— START OF SUPPLIED INFORMATION —

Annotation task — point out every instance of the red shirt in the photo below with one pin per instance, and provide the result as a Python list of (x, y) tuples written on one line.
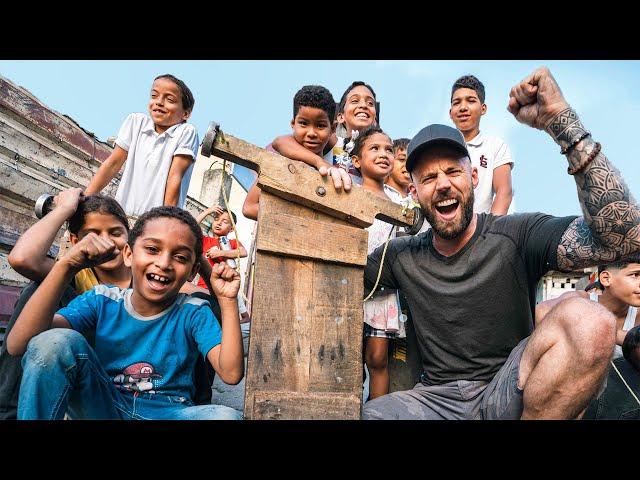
[(207, 243)]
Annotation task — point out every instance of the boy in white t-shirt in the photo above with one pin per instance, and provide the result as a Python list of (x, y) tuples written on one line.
[(312, 124), (159, 150), (489, 155)]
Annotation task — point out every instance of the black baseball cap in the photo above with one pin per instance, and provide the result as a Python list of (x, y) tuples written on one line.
[(435, 134)]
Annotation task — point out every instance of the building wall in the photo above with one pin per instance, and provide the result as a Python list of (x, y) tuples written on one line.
[(235, 198)]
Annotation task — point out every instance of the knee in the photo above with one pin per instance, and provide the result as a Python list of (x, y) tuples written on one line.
[(376, 359), (215, 412), (49, 347), (590, 327)]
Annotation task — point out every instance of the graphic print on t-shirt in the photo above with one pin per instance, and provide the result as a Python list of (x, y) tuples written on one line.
[(137, 378)]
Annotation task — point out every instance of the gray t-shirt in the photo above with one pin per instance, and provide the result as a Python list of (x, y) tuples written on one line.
[(471, 309)]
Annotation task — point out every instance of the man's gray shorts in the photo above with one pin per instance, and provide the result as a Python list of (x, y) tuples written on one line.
[(458, 400)]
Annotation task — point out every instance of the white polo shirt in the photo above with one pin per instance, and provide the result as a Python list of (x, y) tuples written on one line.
[(148, 162), (487, 153)]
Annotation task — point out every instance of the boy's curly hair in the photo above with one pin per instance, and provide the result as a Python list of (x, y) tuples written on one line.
[(315, 96), (187, 97), (168, 212), (469, 81), (97, 204)]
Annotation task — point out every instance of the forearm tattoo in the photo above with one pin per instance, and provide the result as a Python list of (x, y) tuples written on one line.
[(609, 228), (566, 129)]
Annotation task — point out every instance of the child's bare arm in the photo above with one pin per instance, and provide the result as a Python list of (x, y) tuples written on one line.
[(227, 357), (39, 314), (543, 308), (287, 146), (29, 255), (107, 171), (503, 190), (179, 166), (235, 253), (252, 202)]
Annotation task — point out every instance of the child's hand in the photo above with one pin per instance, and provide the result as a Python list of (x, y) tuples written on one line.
[(340, 177), (225, 281), (69, 200), (216, 210), (92, 250)]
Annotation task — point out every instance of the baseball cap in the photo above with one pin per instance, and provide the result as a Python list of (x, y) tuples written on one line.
[(434, 134)]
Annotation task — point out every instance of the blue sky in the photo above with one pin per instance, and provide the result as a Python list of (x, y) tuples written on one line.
[(252, 100)]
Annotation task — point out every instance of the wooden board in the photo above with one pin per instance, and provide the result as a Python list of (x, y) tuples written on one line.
[(303, 185), (296, 406), (308, 238), (306, 326)]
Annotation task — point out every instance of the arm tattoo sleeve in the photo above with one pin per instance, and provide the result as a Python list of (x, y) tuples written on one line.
[(609, 228)]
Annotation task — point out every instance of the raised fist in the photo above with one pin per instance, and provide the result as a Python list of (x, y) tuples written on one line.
[(225, 280), (92, 250), (537, 99)]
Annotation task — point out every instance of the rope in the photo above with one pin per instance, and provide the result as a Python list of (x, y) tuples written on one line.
[(384, 252), (625, 382)]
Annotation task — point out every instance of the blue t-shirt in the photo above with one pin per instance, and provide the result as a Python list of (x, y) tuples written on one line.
[(154, 354)]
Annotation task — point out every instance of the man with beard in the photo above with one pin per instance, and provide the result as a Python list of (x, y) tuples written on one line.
[(470, 281)]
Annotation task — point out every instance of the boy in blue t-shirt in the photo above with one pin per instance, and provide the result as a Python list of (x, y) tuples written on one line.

— END OF SUPPLIED INFORMATION —

▶ [PROBLEM DESCRIPTION]:
Reproduce the lines of the material verbatim, beginning with the line containing "Annotation task — point out every instance of the wooden" and continuing through the line containing "[(384, 252), (625, 382)]", with nothing else.

▶ [ANSWER TO THIS TASK]:
Annotation task — point out every instance of the wooden board in the photo above with one pin per instance, and provide the result as a Python list of (x, y) tuples written on one line.
[(303, 185), (296, 406), (308, 238), (306, 326)]
Annotation task — point out every instance of the arm tattoo sleeve in the photo above with one pin per instance, and provide the result as a Python list of (x, y) tuples written on one line.
[(609, 228)]
Annotation task — point out every instance of the raised fist in the photo above with one pin per instance, and provide the result as a Python list of (x, y) tuples written on one line.
[(225, 280), (92, 250), (537, 99)]
Annotation task — point out every instance of the rope in the photo above with one pin per instance, and provide the result as a Python list of (x, y) tuples written on one line.
[(384, 252), (625, 382)]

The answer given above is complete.